Please turn the lines below, from the line with "sleeve. Report pixel corners as JSON arrays." up to and including the line with "[[0, 0, 234, 160]]", into a Markdown table with the columns Num and Line. Number each line in Num, put the line itself in Line, and leave out any blank lines.
Begin Available data
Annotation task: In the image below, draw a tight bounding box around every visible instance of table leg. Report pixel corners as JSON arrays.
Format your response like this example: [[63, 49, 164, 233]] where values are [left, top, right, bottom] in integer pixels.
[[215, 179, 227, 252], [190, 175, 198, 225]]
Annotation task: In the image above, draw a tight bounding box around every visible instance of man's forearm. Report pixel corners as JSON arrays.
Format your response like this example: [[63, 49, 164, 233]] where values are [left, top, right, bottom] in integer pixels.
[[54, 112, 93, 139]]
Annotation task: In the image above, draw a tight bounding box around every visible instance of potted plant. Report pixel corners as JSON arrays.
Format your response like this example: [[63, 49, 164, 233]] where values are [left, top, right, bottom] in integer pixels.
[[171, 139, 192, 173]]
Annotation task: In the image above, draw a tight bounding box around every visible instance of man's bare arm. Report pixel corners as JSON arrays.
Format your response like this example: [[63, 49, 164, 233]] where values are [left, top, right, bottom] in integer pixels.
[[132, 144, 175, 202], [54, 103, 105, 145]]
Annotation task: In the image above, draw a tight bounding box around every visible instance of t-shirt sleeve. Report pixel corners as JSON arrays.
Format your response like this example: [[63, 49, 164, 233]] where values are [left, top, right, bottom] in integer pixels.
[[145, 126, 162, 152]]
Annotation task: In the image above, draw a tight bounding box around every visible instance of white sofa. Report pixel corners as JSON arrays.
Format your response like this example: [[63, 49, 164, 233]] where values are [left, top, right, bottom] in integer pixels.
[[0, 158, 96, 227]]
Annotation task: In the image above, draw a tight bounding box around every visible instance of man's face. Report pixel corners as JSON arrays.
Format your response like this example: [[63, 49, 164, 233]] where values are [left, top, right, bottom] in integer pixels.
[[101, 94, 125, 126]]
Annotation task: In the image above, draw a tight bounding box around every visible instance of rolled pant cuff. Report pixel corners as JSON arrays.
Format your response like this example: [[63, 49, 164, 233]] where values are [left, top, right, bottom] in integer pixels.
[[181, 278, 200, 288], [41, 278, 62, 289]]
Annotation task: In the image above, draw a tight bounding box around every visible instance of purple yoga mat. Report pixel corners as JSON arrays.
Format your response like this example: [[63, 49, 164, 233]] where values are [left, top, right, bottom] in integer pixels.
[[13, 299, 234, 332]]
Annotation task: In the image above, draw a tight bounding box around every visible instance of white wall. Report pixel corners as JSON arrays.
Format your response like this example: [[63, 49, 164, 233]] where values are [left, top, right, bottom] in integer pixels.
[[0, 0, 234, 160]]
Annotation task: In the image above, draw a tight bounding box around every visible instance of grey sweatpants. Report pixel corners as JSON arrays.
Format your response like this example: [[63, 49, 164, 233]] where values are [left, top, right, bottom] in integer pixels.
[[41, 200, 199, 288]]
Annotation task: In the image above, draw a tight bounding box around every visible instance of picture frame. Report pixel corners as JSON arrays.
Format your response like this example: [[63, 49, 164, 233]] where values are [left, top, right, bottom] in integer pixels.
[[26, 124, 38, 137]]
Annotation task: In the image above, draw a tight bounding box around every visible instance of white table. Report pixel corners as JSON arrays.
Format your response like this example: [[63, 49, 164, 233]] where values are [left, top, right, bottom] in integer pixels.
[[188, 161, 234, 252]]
End Available data
Response to the task:
| Num | Line |
|---|---|
| 1 | Annotation task: In the image above, draw a tight bounding box around every visible instance of t-shirt sleeve. Report pixel corners as JSON arrays. |
| 2 | Format your response like this example: [[63, 49, 164, 233]] where values are [left, top, right, bottom] in integer pixels. |
| 3 | [[145, 126, 162, 152]] |
| 4 | Annotation task: In the image above, draw a tight bounding box around every visible instance of white sofa. Report pixel corners as JSON arrays. |
| 5 | Format your response like this example: [[63, 49, 164, 233]] where values are [left, top, right, bottom] in integer pixels. |
| 6 | [[0, 158, 96, 227]] |
| 7 | Annotation task: In the image above, draw a tight bounding box around every visible instance of man's face. Report pixel corners as JSON arrays. |
| 8 | Format your response like this example: [[63, 49, 164, 233]] where values are [left, top, right, bottom] in integer pixels. |
| 9 | [[101, 94, 125, 126]] |
| 10 | Annotation task: In the image above, draw a tight bounding box around every visible instance of rolled pant cuff. Report pixel corners as JSON arrays. |
| 11 | Format your response like this example: [[63, 49, 164, 233]] where values are [left, top, right, bottom] in integer pixels. |
| 12 | [[181, 278, 200, 288], [41, 278, 62, 289]] |
| 13 | Annotation task: In the image above, draw a tight bounding box around every visible instance of purple yoga mat. Report pixel corners as JSON arrays. |
| 14 | Format your response like this example: [[63, 49, 164, 233]] where values are [left, top, right, bottom] in integer pixels. |
| 15 | [[13, 299, 234, 332]] |
| 16 | Annotation task: In the image above, draw a tight bounding box around every visible instance of white wall. Report pixel corners as JSON arrays. |
| 17 | Format your response like this example: [[63, 49, 164, 233]] where values are [left, top, right, bottom] in integer pixels. |
| 18 | [[0, 0, 234, 160]] |